### ESTRATTO SCELTO
Da una sinergia di curiosità col Direttore Giancarlo Guerreri. E poi: cosa ne pensano insetti e uccelli?
Gli alberi fasulli che nascondono ripetitori per i nostri apparecchi connessi con la tecnologia di quinta generazione (5G), non sono una novità. Sono stati più volte ravvisati in parchi e boschetti della penisola, camuffati con aspetto “sostenibile”, poiché abilmente “imboscati”, con tronchi metallici e solide chiome plastiche dagli aspetti compatibili con quelli della flora naturale.
Tutti i materiali sono studiati per essere duraturi nelle proprietà meccaniche e per colorazione, la disposizione dei rami non deve interferire con le onde radio, ma nasconde astutamente sia le antenne che le parti annesse.
Ecco dunque ripetitori mimetizzati da palma, piuttosto che da pino, cipresso o da macchia mediterranea, a seconda del luogo e dell’ambiente, ma non solo. Ormai i ripetitori sono ovunque, tanto che i mascheramenti sono tanti. Oltre a rendere il ripetitore simile a un albero, lo si può camuffare con una struttura “rooftop”, a forma di camino, di torretta o di qualche altro elemento che si inserisce facilmente nell’arredo urbano.

### DATI GREZZI
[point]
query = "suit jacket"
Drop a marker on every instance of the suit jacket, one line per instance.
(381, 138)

### CONSEGNA 1
Per favore, indica se ciascuna affermazione concorda con l'estratto scelto, rispondendo sì o no e citando alla lettera le parole che lo stabiliscono: (a) i tronchi degli alberi fasulli sono metallici; (b) la disposizione dei rami deve interferire con le onde radio; (c) i ripetitori vengono mimetizzati soltanto da palma.
### CONSEGNA 2
Rispondi a queste domande in base all'estratto scelto.
(a) Con quale tecnologia sono connessi gli apparecchi di cui si parla?
(b) Dove sono stati ravvisati più volte gli alberi fasulli?
(c) Quali forme può assumere una struttura "rooftop"?
### CONSEGNA 3
Trascrivi fedelmente dall'estratto scelto tutto ciò che va da "Ecco dunque ripetitori" giù fino a "facilmente nell’arredo urbano.".
Il materiale qui sopra è a sé stante e non fa parte dell'estratto scelto.

### RISPOSTA COMPLETA 1
(a) Sì: "con tronchi metallici e solide chiome plastiche"
(b) No: "la disposizione dei rami non deve interferire con le onde radio"
(c) No: "Ecco dunque ripetitori mimetizzati da palma, piuttosto che da pino, cipresso o da macchia mediterranea"

### RISPOSTA COMPLETA 2
(a) Con la tecnologia di quinta generazione (5G).
(b) In parchi e boschetti della penisola.
(c) Di camino, di torretta o di qualche altro elemento che si inserisce facilmente nell'arredo urbano.

### RISPOSTA COMPLETA 3
Ecco dunque ripetitori mimetizzati da palma, piuttosto che da pino, cipresso o da macchia mediterranea, a seconda del luogo e dell’ambiente, ma non solo. Ormai i ripetitori sono ovunque, tanto che i mascheramenti sono tanti. Oltre a rendere il ripetitore simile a un albero, lo si può camuffare con una struttura “rooftop”, a forma di camino, di torretta o di qualche altro elemento che si inserisce facilmente nell’arredo urbano.